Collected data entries
----
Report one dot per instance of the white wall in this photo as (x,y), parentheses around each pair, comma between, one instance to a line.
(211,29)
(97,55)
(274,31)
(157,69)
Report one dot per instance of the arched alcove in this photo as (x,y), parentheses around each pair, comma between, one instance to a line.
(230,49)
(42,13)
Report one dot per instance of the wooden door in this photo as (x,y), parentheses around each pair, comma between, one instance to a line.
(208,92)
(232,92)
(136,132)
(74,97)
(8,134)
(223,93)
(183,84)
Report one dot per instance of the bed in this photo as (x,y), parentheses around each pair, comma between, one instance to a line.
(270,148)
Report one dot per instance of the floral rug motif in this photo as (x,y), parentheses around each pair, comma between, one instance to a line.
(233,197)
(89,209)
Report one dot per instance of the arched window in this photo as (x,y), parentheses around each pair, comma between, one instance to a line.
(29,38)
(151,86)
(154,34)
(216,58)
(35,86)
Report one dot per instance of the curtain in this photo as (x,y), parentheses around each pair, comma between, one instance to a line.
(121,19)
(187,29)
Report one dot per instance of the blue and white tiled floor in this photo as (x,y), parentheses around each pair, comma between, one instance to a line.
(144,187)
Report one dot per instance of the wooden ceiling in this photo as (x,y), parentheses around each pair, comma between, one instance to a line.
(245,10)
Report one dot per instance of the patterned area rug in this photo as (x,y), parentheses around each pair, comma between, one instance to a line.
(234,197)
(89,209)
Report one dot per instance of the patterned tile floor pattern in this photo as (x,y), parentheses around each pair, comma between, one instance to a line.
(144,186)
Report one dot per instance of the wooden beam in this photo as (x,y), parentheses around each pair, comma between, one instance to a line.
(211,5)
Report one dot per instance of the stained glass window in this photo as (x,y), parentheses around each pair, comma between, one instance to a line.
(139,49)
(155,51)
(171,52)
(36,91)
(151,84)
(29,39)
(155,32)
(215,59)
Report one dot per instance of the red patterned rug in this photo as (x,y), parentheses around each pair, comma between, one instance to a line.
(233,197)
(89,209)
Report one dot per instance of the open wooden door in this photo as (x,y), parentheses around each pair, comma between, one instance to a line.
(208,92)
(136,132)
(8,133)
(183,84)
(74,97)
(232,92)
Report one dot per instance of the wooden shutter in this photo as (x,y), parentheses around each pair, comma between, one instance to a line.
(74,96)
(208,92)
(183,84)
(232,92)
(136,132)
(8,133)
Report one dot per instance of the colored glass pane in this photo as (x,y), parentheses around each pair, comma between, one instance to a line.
----
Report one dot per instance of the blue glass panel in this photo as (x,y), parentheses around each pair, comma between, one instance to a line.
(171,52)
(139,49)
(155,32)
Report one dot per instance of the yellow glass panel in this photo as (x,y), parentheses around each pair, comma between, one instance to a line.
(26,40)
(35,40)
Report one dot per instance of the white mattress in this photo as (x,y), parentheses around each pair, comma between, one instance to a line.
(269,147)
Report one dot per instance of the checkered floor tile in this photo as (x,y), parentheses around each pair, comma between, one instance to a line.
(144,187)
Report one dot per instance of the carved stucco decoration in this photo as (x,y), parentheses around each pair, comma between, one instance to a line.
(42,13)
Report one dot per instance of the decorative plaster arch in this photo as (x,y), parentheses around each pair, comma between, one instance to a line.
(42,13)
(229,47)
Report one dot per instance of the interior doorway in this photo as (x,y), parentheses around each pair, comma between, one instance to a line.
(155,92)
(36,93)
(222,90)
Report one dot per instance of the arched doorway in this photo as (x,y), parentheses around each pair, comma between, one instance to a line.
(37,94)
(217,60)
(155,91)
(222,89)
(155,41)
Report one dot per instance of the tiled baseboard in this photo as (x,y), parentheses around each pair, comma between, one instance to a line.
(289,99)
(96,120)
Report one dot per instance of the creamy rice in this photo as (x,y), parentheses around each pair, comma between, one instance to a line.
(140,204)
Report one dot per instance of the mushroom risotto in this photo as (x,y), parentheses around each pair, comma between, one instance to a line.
----
Instructions for the task: Output as a numbered list, skipping any blank lines, the rows from the line with "Report one dot per instance of the open" up to and including the line with "Report one dot per instance of the colored".

The output:
1. Report one dot per instance of the open wooden door in this photo as (x,y), parentheses around each pair, comma between, one instance to a line.
2. (208,92)
3. (136,132)
4. (8,133)
5. (183,84)
6. (74,97)
7. (232,92)
8. Report one dot per instance of the wooden shutter in this photo as (x,y), parentheses around each pair, comma between, one instance to a line.
9. (74,96)
10. (208,92)
11. (183,84)
12. (232,92)
13. (136,132)
14. (8,133)
15. Report one dot per instance of the colored glass pane in this photo as (x,y), parentheses around each pair, comma between, one instance to a line.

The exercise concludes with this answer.